> TEXTO PROPORCIONADO:
+-------+

2000–2009
Las lecciones aprendidas de la vida
Abril 2007


Las lecciones aprendidas de la vida

Les insto a que examinen sus vidas; determinen dónde se hallan y qué precisan hacer para ser la clase de persona que desean ser.

Últimamente he reflexionado en muchas de las maravillosas experiencias que he tenido en mi vida. Al expresar gratitud a mi Padre Celestial por estas magníficas bendiciones y oportunidades, me he dado cuenta, tal vez más que nunca, de lo críticos que fueron los años formativos de mi vida.

Muchos de los momentos más importantes y vitales de mi existencia tuvieron lugar cuando era joven. Las lecciones que aprendí en ese tiempo formaron mi carácter y moldearon mi destino. Sin ellas, sería un hombre muy distinto y me hallaría en un lugar muy diferente al que me encuentro hoy. Esta tarde deseo hablar unos minutos acerca de algunas de esas experiencias y de lo que he aprendido de ellas.

+-------+

> INSTRUCCIÓN A: Resuma en dos oraciones el texto sobre las lecciones aprendidas de la vida.
El texto y el listado no guardan relación alguna entre sí.

+-------+

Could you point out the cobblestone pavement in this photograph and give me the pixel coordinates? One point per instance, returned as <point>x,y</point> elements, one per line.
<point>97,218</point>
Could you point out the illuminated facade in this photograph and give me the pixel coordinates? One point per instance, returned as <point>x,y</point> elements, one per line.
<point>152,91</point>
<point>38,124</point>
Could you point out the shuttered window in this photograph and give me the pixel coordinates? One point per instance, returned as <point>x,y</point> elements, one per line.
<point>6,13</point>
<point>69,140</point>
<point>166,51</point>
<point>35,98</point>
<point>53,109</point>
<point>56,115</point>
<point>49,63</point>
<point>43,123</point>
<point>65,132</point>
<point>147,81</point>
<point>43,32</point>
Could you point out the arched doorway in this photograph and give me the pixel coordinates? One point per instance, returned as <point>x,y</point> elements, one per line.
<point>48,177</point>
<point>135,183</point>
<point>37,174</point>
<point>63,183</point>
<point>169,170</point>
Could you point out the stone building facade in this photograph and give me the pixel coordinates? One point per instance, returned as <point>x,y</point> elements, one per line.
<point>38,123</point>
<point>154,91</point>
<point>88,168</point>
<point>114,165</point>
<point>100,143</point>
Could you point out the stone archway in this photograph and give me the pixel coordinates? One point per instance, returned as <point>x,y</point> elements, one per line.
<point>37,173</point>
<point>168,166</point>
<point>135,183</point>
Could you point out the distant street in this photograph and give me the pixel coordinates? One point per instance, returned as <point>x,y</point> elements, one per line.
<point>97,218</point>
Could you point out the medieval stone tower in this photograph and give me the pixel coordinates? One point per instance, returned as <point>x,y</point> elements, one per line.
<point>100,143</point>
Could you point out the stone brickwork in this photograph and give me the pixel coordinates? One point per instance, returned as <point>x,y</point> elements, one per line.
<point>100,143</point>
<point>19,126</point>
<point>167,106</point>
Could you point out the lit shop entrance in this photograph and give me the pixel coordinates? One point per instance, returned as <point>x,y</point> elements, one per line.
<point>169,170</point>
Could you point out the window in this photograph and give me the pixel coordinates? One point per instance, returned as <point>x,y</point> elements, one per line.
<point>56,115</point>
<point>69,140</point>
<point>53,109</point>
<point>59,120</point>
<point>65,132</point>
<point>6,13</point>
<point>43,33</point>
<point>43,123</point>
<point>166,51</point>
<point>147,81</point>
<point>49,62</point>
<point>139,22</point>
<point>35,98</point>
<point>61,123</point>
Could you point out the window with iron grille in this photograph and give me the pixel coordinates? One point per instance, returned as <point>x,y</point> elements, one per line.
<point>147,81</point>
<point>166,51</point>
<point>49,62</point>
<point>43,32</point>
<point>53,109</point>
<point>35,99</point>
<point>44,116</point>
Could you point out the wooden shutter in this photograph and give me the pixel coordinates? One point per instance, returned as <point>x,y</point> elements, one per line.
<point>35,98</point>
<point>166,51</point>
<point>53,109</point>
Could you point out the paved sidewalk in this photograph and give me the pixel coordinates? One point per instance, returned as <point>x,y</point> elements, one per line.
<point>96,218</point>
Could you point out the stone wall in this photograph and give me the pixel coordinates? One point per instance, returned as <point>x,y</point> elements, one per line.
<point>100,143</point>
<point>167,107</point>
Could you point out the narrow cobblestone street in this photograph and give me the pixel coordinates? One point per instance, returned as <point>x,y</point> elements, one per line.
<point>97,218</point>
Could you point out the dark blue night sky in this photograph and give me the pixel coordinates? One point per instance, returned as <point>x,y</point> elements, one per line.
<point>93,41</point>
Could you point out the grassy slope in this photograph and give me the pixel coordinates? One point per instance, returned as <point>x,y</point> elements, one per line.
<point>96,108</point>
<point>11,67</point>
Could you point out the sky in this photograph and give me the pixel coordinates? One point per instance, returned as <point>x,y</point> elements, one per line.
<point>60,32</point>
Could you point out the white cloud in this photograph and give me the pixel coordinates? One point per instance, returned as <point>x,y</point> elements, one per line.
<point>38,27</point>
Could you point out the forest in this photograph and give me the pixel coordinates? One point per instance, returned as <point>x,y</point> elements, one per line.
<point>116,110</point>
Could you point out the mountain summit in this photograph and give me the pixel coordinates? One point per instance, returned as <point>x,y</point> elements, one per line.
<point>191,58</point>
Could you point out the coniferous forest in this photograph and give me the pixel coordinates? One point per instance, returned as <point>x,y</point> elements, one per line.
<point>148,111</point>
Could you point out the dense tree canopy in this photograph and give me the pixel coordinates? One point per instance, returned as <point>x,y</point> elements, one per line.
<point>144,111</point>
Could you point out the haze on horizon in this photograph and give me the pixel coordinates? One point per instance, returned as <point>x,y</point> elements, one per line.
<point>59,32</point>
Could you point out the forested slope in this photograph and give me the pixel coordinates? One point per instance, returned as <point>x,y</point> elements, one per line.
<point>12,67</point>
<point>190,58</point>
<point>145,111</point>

+-------+

> INSTRUCCIÓN B: Reproduzca sin cambio alguno las líneas del listado que van desde la que contiene "Could you point out the haze" hasta el final del listado, ambos extremos incluidos.

> SOLUCIÓN A: Quien escribe insta a examinar la propia vida y a determinar qué se precisa hacer para llegar a ser la clase de persona que se desea ser. Al reflexionar con gratitud sobre sus experiencias, reconoce que los años formativos de su juventud fueron críticos, pues las lecciones aprendidas entonces formaron su carácter y moldearon su destino, y anuncia que hablará de algunas de ellas.

> SOLUCIÓN B:
Could you point out the haze on horizon in this photograph and give me the pixel coordinates? One point per instance, returned as <point>x,y</point> elements, one per line.
<point>59,32</point>
Could you point out the forested slope in this photograph and give me the pixel coordinates? One point per instance, returned as <point>x,y</point> elements, one per line.
<point>12,67</point>
<point>190,58</point>
<point>145,111</point>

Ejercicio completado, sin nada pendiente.